» Source material:
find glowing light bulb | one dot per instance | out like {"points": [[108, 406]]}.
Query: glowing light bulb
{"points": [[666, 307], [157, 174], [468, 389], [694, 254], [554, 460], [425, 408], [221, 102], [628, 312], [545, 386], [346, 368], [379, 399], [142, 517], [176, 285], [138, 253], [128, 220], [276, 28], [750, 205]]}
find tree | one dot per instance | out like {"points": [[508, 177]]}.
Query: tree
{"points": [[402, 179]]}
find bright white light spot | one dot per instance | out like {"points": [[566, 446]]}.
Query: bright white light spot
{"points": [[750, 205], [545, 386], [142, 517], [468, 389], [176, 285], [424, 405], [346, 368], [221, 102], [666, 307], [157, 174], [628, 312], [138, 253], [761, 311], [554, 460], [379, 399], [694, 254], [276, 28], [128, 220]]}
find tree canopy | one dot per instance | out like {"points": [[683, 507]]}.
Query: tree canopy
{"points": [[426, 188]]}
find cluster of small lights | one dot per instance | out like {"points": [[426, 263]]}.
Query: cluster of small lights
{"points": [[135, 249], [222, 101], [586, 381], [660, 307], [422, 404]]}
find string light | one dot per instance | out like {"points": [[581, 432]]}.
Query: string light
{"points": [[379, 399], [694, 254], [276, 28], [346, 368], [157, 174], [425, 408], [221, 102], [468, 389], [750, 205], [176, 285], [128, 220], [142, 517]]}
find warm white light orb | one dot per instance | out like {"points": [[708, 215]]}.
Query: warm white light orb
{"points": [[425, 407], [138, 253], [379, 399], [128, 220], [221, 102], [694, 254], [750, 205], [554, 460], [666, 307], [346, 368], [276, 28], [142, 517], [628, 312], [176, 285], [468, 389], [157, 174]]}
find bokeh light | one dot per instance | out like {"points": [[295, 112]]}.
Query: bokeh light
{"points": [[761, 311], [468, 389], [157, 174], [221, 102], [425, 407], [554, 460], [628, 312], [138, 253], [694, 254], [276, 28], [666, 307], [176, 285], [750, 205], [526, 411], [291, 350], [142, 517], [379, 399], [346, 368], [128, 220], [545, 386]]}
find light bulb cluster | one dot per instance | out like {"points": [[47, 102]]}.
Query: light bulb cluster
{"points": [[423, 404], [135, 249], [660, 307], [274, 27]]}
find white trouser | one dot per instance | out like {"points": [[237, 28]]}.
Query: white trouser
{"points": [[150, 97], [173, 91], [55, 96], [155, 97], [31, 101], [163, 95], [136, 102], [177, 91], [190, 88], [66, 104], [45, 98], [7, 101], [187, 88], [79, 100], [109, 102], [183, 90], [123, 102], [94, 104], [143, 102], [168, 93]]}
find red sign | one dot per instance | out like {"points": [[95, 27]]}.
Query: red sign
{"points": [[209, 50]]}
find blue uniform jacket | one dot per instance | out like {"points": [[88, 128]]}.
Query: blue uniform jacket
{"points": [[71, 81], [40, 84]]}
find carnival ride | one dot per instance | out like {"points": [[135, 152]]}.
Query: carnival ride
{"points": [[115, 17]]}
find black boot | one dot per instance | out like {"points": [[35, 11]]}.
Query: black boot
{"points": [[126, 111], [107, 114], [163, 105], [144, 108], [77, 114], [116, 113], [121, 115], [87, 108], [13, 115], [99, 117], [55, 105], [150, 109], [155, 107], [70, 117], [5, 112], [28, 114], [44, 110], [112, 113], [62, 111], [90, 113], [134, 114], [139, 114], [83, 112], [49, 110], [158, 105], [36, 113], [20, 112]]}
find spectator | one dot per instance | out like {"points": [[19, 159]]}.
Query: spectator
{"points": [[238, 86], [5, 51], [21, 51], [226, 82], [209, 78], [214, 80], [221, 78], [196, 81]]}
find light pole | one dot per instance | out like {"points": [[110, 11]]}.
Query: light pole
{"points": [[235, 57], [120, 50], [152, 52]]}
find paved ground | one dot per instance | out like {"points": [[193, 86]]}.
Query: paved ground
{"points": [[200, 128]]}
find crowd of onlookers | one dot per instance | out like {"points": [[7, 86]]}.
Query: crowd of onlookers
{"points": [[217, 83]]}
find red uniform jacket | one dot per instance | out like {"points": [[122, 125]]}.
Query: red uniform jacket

» What needs to be done: Turn every line of the listing above into a numbered list, dropping any blank lines.

» Complete response:
1. find glowing light bulb | one dot per instance | out like {"points": [[108, 406]]}.
2. Query: glowing light bulb
3. {"points": [[666, 307], [157, 174], [468, 389], [694, 254], [554, 460], [425, 408], [221, 102], [628, 312], [545, 386], [346, 368], [379, 399], [142, 517], [176, 285], [138, 253], [128, 220], [276, 28], [750, 205]]}
4. find tree | one dot per instance | out like {"points": [[508, 177]]}.
5. Query: tree
6. {"points": [[402, 179]]}
7. find bright white light spot | one dot per instance | out like {"points": [[566, 446]]}.
8. Query: bright white light spot
9. {"points": [[750, 205], [545, 386], [142, 517], [468, 389], [176, 285], [424, 405], [346, 368], [221, 102], [666, 307], [157, 174], [628, 312], [138, 253], [761, 311], [554, 460], [379, 399], [694, 254], [276, 28], [128, 220]]}
10. find tree canopy | one dot per instance | out like {"points": [[683, 507]]}.
11. Query: tree canopy
12. {"points": [[426, 188]]}
13. find cluster of small lights | one dot per instance | out like {"points": [[426, 263]]}.
14. Query: cluster of small lights
15. {"points": [[135, 249], [222, 101], [586, 381], [660, 307], [422, 404]]}
16. find string light | one dot per instance | out like {"points": [[581, 432]]}.
17. Query: string light
18. {"points": [[379, 399], [694, 254], [276, 28], [346, 368], [157, 174], [425, 408], [221, 102], [468, 389], [750, 205], [176, 285], [128, 220], [142, 517]]}
19. find warm white light orb | one dot per instance | out like {"points": [[708, 215]]}.
20. Query: warm white light orb
21. {"points": [[425, 407], [138, 253], [379, 399], [128, 220], [221, 102], [694, 254], [750, 205], [554, 460], [666, 307], [346, 368], [276, 28], [142, 517], [628, 312], [176, 285], [468, 389], [157, 174]]}
22. find bokeh light | one dot per instance | out like {"points": [[295, 112]]}.
23. Query: bokeh light
24. {"points": [[761, 311], [468, 389], [157, 174], [221, 102], [425, 407], [554, 460], [628, 312], [138, 253], [694, 254], [276, 28], [666, 307], [176, 285], [750, 205], [526, 411], [291, 350], [142, 517], [379, 399], [346, 368], [128, 220], [545, 386]]}
25. find light bulb cluster | one dot per instance | out like {"points": [[47, 102]]}.
26. Query: light bulb cluster
27. {"points": [[423, 404], [135, 249], [660, 307], [274, 27]]}
28. find white trouser | one dot per instance | out like {"points": [[237, 28]]}.
29. Query: white trouser
30. {"points": [[150, 97], [173, 91], [55, 96], [155, 97], [31, 101], [163, 95], [136, 102], [177, 91], [190, 88], [66, 104], [45, 98], [7, 101], [187, 88], [79, 100], [109, 102], [183, 90], [123, 102], [94, 104], [143, 102], [168, 93]]}
31. find red sign | one dot per instance | out like {"points": [[95, 27]]}.
32. Query: red sign
33. {"points": [[209, 50]]}
34. find blue uniform jacket | one dot per instance | out like {"points": [[88, 128]]}.
35. Query: blue uniform jacket
36. {"points": [[71, 81], [40, 84]]}
37. find carnival ride | one dot per instance | out like {"points": [[135, 152]]}.
38. Query: carnival ride
39. {"points": [[115, 17]]}
40. find black boot | one dot per instance | out like {"points": [[35, 11]]}.
41. Query: black boot
42. {"points": [[126, 111], [107, 114], [163, 105], [144, 108], [77, 114], [116, 113], [121, 115], [87, 108], [13, 115], [99, 117], [55, 105], [150, 109], [155, 107], [70, 117], [5, 112], [28, 114], [44, 110], [112, 113], [62, 111], [90, 113], [134, 114], [139, 114], [83, 112], [49, 110], [158, 105], [36, 113], [20, 112]]}
43. find spectator | one dot per instance | out like {"points": [[19, 159]]}.
44. Query: spectator
45. {"points": [[238, 86], [5, 51], [21, 51], [226, 82], [209, 78], [214, 80], [221, 78], [196, 81]]}
46. find light pole | one dot per instance | out like {"points": [[110, 11]]}.
47. Query: light pole
48. {"points": [[235, 57], [120, 50], [152, 52]]}
49. find paved ground | one dot per instance | out like {"points": [[193, 86]]}.
50. Query: paved ground
51. {"points": [[200, 128]]}
52. find crowd of onlookers | one dot per instance | out like {"points": [[7, 86]]}.
53. Query: crowd of onlookers
54. {"points": [[217, 83]]}
55. find red uniform jacket | one dot per instance | out like {"points": [[122, 125]]}.
56. Query: red uniform jacket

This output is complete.